Please transcribe exactly, and only, the lines of the data below between the line holding "nose in the photo above." and the line holding "fur in the photo above.", inclusive.

*** Opening Provided entries ***

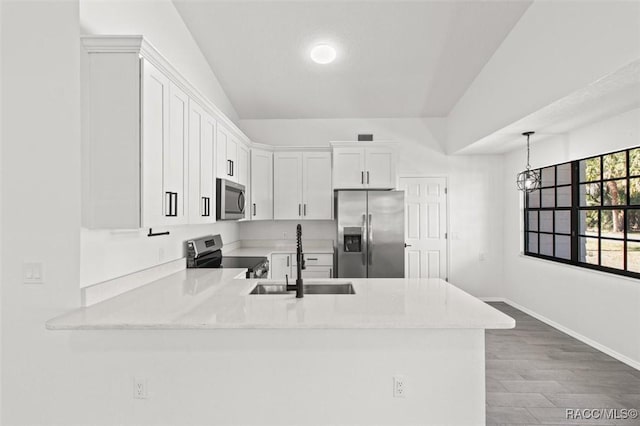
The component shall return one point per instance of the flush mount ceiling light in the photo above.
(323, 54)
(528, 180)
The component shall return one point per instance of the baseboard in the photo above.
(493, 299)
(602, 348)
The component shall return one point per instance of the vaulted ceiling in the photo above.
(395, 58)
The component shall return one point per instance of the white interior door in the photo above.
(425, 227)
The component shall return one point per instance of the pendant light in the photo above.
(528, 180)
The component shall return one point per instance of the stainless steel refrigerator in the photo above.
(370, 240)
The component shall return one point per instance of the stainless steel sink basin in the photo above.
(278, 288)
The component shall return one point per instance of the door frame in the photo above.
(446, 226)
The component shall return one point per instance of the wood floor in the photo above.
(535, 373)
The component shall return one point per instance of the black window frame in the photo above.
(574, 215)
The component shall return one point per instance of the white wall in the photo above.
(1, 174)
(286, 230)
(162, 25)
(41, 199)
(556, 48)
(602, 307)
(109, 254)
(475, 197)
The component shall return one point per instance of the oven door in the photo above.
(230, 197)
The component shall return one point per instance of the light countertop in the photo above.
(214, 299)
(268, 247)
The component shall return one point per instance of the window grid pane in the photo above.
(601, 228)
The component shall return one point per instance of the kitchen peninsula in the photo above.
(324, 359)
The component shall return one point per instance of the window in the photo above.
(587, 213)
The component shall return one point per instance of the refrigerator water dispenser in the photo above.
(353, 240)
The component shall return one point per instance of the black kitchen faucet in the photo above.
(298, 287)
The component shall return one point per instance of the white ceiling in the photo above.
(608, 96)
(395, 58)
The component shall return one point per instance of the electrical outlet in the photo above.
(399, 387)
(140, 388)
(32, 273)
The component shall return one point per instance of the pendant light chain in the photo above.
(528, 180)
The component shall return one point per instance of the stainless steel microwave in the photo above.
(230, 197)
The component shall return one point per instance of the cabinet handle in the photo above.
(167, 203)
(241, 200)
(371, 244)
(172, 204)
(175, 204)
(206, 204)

*** Closing Provided entries ***
*** Opening Provided entries ***

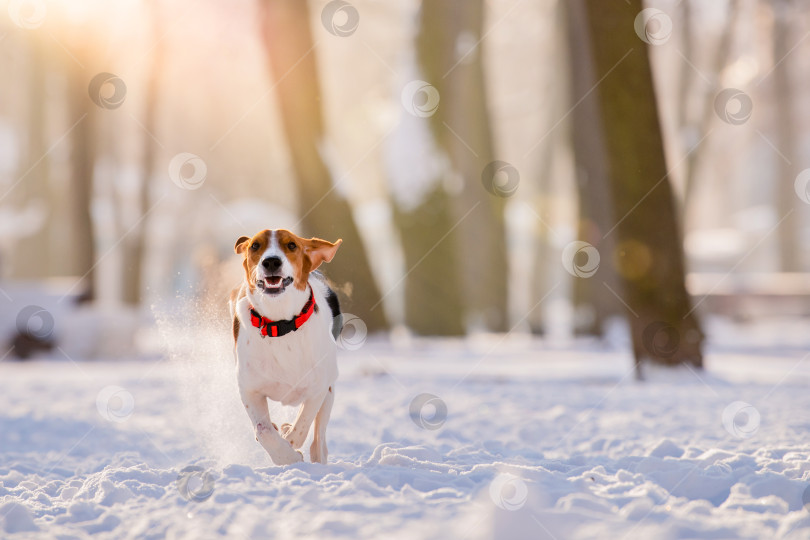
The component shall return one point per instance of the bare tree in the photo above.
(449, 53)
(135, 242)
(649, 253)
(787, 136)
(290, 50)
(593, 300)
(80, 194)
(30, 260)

*** Closing Provided entries ***
*** Opening Provided entries ***

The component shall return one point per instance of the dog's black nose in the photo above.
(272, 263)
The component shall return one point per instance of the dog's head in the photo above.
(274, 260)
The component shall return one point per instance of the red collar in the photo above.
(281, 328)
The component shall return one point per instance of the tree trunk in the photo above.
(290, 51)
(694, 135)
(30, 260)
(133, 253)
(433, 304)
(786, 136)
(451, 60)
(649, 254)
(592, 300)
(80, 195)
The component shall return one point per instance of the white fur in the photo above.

*** Closing Provided entries ***

Answer to the exercise:
The component shall return one point per instance of the dog's black nose in the photo above.
(272, 263)
The component shall return one point per instance of the dog's head in the photo above.
(274, 260)
The component shall return one point per instance of the red collar in the photo above.
(281, 328)
The component shall return one point per instance of the tree trunk in the photo above.
(290, 51)
(694, 135)
(30, 260)
(133, 253)
(433, 304)
(786, 136)
(451, 60)
(649, 254)
(592, 300)
(80, 195)
The component shall return one point per instance of the white fur in the photo above.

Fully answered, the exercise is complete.